### 読解文
►

Japan Association for Medical Informatics

[3-K-1-1] 中央診療部門の新棟移転に伴うネットワーク整備とその課題

千葉 雅俊1, 中村 直毅2, 田山 智幸1, 末永 洋子1, 中山 雅晴2 (1.東北大学病院 医療情報室, 2.東北大学病院 メディカルITセンター)

東北大学病院では、高度救命救急センター、集中治療部、手術部、材料部などの中央診療機能を集約した、地上5階、地下1階、延べ床面積約1万6000平方メートルの「先進医療棟」を平成30年5月にオープンした。当該部門の先進医療棟への移転に伴い、各情報システムを安定稼働させるため、論理構成および監視機能など既存ネットワークとの統合性を維持したまま、中央で統合的に運用管理ができる柔軟なネットワークインフラの整備を目指した。本稿では、中央診療部門の新棟移転に伴うネットワーク整備の概要について報告するとともに、今後の課題について述べる。従来、生体モニタのデータを扱う手術・重症システムや救急部門システムは、現場の近くにサーバやネットワーク機器を設置するのが通例であり、各部門でネットワークを管理されていた。そのため、無停電電源整備・運用のコスト、機器故障発生時の復旧遅延など、コスト面や運用面で大きな問題を抱えていた。そこで、部門管理となっていたネットワークを巻き取り、中央で一括管理できる構成とするため、既設のUTPや光配線を駆使することで、これらサーバを中央のサーバ室に集約するように構成を見直した。また、全ての情報コンセントをネットワーク機器に収容する形とし、遠隔からネットワーク機器の設定を変更するだけでポートアサインの対応が出来るようにした。各情報コンセントのスイッチへの収容においては、複数のスイッチに分散して収容するようにし、単一のネットワーク機器が故障しても、同一箇所の情報コンセントでネットワークが全停止しないように配慮した。実際の移転に際しては、各部門システムも含め大きなトラブルはなく、切り替えが完了し、安定運用している。移転作業の際に急遽生じたネットワーク変更の要望にも柔軟に対応することができ、本構成の有用性を確認した。一方、基幹ネットワークで故障が発生した際の部門システムベンダとの責任分界点や切り分け方法の明確化が今後の課題である。

◄

### 提供項目
►

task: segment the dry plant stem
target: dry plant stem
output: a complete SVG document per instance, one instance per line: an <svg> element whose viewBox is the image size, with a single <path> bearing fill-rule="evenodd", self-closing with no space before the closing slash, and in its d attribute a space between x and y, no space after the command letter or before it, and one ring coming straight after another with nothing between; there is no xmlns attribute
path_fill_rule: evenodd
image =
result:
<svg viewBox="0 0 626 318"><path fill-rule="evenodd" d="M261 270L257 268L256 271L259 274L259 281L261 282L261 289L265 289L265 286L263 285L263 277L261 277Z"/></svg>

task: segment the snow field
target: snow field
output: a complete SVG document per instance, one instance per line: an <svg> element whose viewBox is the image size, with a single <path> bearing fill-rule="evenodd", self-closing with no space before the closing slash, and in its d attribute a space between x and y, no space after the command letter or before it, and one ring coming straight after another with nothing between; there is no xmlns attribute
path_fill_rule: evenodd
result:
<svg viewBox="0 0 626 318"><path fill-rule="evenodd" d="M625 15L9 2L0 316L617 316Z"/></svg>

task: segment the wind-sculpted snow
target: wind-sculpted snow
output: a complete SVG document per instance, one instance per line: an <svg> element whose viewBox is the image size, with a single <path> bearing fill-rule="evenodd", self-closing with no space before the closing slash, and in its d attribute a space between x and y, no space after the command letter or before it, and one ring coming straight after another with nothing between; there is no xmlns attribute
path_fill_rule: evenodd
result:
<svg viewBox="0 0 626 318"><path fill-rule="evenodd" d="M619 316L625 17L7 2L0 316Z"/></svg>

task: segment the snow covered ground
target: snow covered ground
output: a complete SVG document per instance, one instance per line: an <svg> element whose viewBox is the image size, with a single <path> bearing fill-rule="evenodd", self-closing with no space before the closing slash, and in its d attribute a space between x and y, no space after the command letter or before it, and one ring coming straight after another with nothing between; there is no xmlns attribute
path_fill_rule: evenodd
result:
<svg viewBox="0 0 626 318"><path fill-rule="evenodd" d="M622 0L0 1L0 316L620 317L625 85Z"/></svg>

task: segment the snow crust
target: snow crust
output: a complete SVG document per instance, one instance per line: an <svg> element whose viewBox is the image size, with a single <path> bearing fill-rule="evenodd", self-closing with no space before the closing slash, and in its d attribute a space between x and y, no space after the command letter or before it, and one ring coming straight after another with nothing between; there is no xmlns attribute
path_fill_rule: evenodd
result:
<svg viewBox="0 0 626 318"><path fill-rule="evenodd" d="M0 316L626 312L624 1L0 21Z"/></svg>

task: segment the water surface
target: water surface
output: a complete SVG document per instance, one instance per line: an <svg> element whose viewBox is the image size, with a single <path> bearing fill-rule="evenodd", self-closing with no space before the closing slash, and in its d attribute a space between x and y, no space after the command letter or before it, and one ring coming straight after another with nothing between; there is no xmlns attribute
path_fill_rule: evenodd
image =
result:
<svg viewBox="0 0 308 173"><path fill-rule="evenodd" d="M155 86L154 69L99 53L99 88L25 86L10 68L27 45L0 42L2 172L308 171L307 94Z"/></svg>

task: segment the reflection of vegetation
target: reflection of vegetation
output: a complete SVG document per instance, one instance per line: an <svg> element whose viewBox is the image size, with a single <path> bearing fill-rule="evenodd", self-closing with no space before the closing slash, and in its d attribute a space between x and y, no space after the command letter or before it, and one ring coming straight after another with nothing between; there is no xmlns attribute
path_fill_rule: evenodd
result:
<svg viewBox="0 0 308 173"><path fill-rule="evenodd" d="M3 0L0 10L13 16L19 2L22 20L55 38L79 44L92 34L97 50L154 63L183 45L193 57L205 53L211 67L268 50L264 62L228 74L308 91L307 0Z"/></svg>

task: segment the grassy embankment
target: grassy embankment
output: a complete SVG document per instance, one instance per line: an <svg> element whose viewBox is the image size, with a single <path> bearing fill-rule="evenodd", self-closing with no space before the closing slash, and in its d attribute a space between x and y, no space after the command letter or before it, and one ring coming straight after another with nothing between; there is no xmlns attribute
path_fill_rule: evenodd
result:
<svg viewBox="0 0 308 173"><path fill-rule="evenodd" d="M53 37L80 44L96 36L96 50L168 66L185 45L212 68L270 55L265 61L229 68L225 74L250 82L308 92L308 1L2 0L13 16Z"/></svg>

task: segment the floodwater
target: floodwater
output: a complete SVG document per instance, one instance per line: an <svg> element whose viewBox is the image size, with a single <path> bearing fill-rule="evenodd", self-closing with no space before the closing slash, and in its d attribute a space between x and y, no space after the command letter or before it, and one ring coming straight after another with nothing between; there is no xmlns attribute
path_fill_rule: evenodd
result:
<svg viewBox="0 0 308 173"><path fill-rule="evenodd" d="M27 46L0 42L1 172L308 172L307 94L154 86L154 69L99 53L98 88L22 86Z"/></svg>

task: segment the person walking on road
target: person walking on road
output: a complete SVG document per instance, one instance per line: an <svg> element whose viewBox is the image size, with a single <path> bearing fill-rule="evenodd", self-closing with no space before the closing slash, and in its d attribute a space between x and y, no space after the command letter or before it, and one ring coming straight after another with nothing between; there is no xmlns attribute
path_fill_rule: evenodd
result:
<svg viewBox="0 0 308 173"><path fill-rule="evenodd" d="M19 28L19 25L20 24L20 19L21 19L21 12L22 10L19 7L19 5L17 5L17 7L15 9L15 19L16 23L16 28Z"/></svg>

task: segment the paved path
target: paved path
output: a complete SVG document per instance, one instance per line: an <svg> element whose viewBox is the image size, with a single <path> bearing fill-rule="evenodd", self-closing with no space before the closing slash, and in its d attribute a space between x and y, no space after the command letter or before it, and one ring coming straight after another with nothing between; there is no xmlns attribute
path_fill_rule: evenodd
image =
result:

◄

### 練習問題
先進医療棟のネットワーク整備についての文章によると、東北大学病院の先進医療棟はいつオープンしたか。 項目は別の出典から採ったものである。

### 解答
平成30年5月にオープンした。